[Rows from a pointing dataset]
[start]

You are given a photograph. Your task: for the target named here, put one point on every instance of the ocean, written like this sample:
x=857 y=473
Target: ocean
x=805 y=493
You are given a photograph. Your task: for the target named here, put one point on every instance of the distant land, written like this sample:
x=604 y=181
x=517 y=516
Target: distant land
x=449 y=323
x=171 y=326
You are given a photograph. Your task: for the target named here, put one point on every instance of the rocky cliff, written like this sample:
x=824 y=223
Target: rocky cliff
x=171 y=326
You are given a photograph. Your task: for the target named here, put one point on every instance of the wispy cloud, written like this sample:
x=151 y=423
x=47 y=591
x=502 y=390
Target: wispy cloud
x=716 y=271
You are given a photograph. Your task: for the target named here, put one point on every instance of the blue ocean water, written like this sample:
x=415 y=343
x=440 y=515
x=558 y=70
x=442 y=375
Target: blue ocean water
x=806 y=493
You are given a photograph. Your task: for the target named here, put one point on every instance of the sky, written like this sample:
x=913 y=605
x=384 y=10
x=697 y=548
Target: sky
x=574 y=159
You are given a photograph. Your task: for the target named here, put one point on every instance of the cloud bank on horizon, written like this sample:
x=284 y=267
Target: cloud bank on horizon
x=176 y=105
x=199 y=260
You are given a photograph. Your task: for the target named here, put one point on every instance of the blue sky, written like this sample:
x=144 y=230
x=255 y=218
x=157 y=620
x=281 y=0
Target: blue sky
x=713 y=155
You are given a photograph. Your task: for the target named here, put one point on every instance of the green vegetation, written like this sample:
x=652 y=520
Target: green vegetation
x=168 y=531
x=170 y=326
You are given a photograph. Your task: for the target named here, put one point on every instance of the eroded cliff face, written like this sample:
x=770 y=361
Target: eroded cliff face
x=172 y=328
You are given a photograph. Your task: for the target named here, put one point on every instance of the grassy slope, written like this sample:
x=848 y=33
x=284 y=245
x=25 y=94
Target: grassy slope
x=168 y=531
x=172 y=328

[end]
[start]

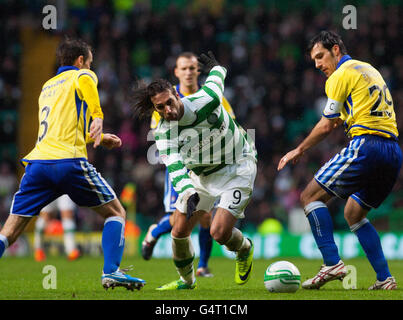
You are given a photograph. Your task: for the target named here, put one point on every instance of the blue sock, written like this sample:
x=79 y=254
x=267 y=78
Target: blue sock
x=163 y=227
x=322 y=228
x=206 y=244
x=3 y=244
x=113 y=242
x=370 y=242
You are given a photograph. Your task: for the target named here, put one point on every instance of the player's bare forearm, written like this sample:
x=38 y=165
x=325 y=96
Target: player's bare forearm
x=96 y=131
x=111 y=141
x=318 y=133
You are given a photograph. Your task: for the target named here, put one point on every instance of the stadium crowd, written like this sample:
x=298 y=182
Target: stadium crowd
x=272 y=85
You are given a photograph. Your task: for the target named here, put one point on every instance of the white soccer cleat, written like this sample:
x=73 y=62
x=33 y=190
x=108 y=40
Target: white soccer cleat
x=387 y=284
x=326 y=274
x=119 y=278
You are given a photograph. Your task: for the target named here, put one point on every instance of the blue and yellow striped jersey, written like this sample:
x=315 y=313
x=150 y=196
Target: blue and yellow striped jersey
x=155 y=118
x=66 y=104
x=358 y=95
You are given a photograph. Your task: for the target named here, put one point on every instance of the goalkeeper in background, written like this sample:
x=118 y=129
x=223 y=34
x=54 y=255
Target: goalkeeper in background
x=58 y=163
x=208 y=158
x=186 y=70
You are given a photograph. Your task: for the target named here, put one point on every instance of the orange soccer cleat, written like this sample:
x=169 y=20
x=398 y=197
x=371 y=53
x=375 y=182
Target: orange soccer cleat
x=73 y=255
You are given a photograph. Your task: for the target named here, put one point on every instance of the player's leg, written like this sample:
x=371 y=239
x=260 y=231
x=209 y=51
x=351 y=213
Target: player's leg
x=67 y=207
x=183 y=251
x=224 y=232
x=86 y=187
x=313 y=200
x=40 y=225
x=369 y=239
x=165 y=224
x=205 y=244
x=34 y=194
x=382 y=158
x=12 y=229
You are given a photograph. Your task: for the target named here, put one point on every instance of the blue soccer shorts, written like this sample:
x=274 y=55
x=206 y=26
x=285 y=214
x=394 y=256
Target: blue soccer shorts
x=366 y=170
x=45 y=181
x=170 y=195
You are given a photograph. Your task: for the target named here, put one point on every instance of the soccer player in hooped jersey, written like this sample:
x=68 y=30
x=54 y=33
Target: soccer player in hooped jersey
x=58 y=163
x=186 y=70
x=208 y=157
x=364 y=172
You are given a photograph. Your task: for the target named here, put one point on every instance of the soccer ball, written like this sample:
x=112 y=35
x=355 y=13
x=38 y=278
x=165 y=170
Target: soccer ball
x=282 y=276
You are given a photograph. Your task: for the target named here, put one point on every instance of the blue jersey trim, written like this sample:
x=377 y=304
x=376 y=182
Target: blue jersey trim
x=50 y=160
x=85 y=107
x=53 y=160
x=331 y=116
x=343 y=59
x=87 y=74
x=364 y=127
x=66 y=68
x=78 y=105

[end]
[start]

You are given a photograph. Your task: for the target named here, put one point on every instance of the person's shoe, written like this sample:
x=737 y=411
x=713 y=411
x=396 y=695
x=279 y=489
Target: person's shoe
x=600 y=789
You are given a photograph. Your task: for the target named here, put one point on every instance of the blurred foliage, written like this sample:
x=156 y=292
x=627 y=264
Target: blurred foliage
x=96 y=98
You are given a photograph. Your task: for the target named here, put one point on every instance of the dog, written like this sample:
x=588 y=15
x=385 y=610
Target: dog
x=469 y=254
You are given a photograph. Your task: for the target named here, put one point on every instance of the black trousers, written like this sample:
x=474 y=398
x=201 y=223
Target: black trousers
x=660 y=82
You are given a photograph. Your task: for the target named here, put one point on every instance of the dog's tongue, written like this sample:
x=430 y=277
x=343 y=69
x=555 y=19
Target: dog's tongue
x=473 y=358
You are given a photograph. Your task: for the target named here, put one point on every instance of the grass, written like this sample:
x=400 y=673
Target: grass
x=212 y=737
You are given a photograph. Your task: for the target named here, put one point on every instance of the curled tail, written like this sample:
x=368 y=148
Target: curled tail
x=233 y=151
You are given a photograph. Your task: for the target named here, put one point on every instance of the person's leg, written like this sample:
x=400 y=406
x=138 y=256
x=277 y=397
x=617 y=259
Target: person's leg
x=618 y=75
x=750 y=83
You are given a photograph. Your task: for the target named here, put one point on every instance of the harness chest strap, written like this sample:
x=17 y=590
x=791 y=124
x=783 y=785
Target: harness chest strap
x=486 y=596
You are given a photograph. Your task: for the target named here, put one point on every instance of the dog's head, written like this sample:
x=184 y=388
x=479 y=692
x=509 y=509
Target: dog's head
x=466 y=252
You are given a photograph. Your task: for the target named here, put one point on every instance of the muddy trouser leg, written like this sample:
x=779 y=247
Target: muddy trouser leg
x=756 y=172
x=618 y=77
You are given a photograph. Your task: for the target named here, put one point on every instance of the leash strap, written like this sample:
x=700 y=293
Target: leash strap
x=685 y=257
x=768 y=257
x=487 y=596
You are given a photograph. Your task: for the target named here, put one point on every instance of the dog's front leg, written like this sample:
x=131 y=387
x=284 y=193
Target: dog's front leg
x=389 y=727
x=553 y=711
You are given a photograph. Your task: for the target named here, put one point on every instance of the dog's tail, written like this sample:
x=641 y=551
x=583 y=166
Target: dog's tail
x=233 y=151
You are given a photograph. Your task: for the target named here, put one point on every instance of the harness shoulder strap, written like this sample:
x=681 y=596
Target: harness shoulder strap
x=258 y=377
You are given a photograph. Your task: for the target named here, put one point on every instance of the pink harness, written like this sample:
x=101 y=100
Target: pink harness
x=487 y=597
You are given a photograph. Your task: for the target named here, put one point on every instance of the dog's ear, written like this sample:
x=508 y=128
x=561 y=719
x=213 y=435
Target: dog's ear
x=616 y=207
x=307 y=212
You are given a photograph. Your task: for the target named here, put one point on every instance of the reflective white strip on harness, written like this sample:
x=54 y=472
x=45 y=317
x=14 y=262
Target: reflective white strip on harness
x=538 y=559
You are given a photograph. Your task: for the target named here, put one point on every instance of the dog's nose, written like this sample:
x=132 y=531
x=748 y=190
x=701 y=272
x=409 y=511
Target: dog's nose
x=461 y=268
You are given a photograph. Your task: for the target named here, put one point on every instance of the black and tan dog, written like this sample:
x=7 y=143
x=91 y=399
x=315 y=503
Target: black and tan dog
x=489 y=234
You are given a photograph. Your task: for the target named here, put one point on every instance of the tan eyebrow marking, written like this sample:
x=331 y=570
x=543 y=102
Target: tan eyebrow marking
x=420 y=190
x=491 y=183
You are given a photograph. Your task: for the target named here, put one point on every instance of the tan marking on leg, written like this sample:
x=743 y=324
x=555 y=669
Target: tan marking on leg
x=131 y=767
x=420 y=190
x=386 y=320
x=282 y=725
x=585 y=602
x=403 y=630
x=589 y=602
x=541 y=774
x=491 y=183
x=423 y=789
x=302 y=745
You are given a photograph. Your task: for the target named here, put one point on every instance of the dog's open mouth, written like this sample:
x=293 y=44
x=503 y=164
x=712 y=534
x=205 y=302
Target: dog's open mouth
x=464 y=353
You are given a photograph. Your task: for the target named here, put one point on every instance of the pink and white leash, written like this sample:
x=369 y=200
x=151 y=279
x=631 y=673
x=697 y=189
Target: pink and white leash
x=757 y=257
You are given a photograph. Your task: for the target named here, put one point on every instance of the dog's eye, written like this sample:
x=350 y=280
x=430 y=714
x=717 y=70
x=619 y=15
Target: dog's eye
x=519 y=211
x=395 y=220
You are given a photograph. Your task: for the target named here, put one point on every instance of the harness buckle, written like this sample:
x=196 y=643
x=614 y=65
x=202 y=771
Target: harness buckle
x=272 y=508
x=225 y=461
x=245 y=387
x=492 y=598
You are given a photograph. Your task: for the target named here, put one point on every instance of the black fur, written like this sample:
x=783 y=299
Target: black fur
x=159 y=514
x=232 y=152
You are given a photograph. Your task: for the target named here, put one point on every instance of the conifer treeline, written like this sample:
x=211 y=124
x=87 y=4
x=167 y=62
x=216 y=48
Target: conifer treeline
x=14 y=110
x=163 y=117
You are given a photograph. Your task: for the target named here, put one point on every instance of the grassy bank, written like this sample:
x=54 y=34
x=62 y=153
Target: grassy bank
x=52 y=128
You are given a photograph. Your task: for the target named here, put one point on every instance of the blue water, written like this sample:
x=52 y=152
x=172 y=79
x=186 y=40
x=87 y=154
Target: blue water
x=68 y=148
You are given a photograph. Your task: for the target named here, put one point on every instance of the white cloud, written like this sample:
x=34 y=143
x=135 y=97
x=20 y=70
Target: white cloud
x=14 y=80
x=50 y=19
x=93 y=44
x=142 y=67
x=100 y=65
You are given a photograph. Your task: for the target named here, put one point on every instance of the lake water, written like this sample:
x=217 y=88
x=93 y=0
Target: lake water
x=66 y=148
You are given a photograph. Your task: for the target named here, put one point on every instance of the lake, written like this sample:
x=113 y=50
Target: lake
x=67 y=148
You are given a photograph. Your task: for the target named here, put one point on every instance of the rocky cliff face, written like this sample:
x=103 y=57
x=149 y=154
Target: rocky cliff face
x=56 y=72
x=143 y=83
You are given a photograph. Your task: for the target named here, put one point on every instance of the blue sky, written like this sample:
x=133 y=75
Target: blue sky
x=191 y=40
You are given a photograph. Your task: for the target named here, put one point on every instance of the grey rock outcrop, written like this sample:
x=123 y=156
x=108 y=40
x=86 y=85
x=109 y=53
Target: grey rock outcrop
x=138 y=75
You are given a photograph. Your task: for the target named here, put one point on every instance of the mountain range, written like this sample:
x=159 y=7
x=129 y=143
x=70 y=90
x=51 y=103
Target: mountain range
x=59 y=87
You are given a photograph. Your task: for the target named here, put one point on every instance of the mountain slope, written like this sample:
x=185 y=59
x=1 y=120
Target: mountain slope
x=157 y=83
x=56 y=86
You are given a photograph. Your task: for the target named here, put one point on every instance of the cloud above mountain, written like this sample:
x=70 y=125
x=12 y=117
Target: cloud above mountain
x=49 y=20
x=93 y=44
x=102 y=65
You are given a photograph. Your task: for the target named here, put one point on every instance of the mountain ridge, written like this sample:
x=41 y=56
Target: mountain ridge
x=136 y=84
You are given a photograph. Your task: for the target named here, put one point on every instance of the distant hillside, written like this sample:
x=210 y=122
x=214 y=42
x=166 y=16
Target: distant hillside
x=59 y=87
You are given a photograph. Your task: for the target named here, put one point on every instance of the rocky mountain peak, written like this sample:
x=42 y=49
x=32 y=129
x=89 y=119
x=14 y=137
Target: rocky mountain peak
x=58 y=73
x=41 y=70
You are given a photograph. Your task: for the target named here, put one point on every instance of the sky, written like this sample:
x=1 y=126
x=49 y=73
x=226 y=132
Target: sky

[end]

SET PROBLEM
Please change each "wispy cloud" to "thin cloud" in the records from the line containing "the ocean, written" through the line containing "x=716 y=271", keeping everything else the same. Return only those lines.

TASK SOLUTION
You are given a photograph. Your task: for the target named here, put one point on every instance of the ocean, written like this sample:
x=857 y=473
Target: ocean
x=805 y=493
You are given a photograph. Your task: for the target named here, put one point on every instance of the distant land, written like this sample:
x=604 y=181
x=517 y=516
Target: distant land
x=449 y=323
x=171 y=326
You are given a photograph. Your task: for the target named here, put one point on every instance of the rocky cliff, written like this sample:
x=824 y=223
Target: rocky cliff
x=171 y=326
You are given a photograph. Your task: for the target named here, put one point on every instance of the thin cloud, written like this sample:
x=151 y=423
x=47 y=591
x=502 y=390
Target: thin cloud
x=716 y=271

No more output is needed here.